Excerpt provided:

-.-.-

Metformin may also activate an enzyme that controls the body’s demand for energy. Austad says that activation mimics the effect of a low-calorie diet, something researchers say can extend life span in laboratory animals.
Biologist Ross is one of several scientists who have looked into the potential life-extending effects of rapamycin. This potent drug, also known as sirolimus and the brand name Rapamune, is most often used in chemotherapy and to keep the bodies of transplant patients from rejecting a new organ. Studies show that the drug can extend life span in mice, roundworms, and monkeys known as marmosets.
Like metformin, rapamycin works on a cell’s mitochondria, where it may change how cells burn glucose, Ross says. Researchers suspect rapamycin can keep the mitochondria running smoothly longer.
“The image I teach to my students is the idea of a factory running out of control, and it’s just spewing stuff out the windows, and you’ve got a negative cascade effect,” Ross says. Preventing mitochondria running wild and burning out can head off effects like inflammation — a common contributor to age-related diseases.
Rapamycin “works in everything from yeast to mice. It works in multiple mouse strains and backgrounds. It works in both sexes,” says biologist Brian Kennedy, PhD former president of the Buck Institute for Research on Aging in Novato, CA. “I think it’s really exciting.”
But it has some powerful side effects.
Rapamycin can cause mouth sores, cataracts, and diabetes. It can also raise the risks of infection, bleeding, and some types of cancers, such as skin cancer. It can cause high blood pressure, fever, and anemia.
Kennedy says much of the rapamycin research under way is aimed at figuring out how to reduce its side effects. What researchers know about the drug’s side effects comes from people who already have serious health problems and who usually take it in combination with other drugs. But they don’t know whether those same issues would happen in healthier people taking the drug on its own.
So while rapamycin appears to produce more dramatic results, metformin is likely to get a clinical trial in humans first, Kennedy says.
“Metformin has been in millions of people. It’s pretty safe as drugs go,” he says. And as doctors and scientists delve deeper into anti-aging research, “The last thing we want is a drug that’s going to cause toxicity and have something like that happen, because that’s going to set the whole deal back.”

-.-.-

Exercise instructions:
1: According to the excerpt on anti-aging drugs, in which animals have studies shown that rapamycin can extend life span?
2: In the excerpt on anti-aging drugs, rewrite the text between "But it has some" and "on its own.", inclusive, with "side effects" replaced by "adverse effects".
3: Write a continuation of the excerpt on anti-aging drugs, picking up after its final sentence.
The material below comes from a separate, unrelated source.

Dataset content:

-.-.-

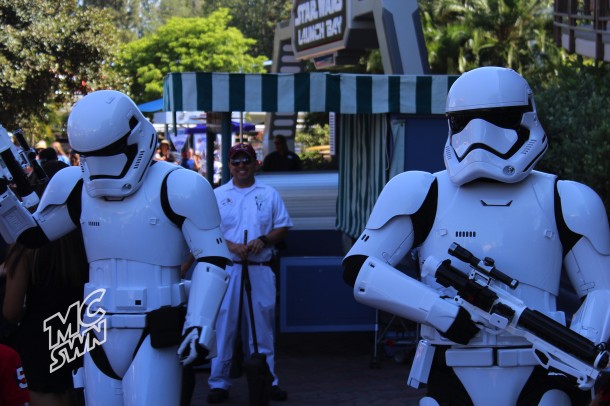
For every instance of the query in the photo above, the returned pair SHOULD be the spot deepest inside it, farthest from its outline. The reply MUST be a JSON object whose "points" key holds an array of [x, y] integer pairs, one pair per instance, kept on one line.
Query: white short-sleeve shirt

-.-.-

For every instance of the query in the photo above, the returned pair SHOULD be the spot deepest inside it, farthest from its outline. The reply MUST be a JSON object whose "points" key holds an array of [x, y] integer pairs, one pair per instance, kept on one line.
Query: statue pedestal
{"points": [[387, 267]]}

-.-.-

Your responses:
1: Mice, roundworms, and marmosets.

2:
But it has some powerful adverse effects.
Rapamycin can cause mouth sores, cataracts, and diabetes. It can also raise the risks of infection, bleeding, and some types of cancers, such as skin cancer. It can cause high blood pressure, fever, and anemia.
Kennedy says much of the rapamycin research under way is aimed at figuring out how to reduce its adverse effects. What researchers know about the drug’s adverse effects comes from people who already have serious health problems and who usually take it in combination with other drugs. But they don’t know whether those same issues would happen in healthier people taking the drug on its own.

3:
Ross’s marmoset study, published in 2015, was the first to look at rapamycin’s side effects in healthy primates. Like humans, marmosets have a higher risk of heart problems and metabolic illnesses when they’re obese. The study found no notable metabolic problems in a group of the monkeys who received rapamycin in human-equivalent doses for a year, and they lost significant amounts of body fat in the early months.
Beyond metformin and rapamycin, other research has looked at the potential anti-aging role of various drugs, hormones, and food compounds, with mixed or uncertain results:
- Resveratrol, a compound found in grapes and nuts, may reduce stress that leads to cell aging. Research shows it can extend life span in yeast, worms, and fish, but these effects haven’t been demonstrated in humans yet.
- Acarbose, a diabetes drug that can block the body’s absorption of carbohydrates, showed promise in male mice, but did little for females, Kennedy says.
- A hormone called 17-alpha-estradiol, a type of the female hormone estrogen, has shown “great promise” in extending longevity in mice, Austad says. But its side effects haven’t been investigated enough to know what risks they may pose.
“We’re better at keeping people alive with various diseases of aging, but we rarely bring them back to full health,” he says. “I think it’s going to be much better for the quality of life of the individual, and much better economically, if we can just keep them from getting sick in the first place.”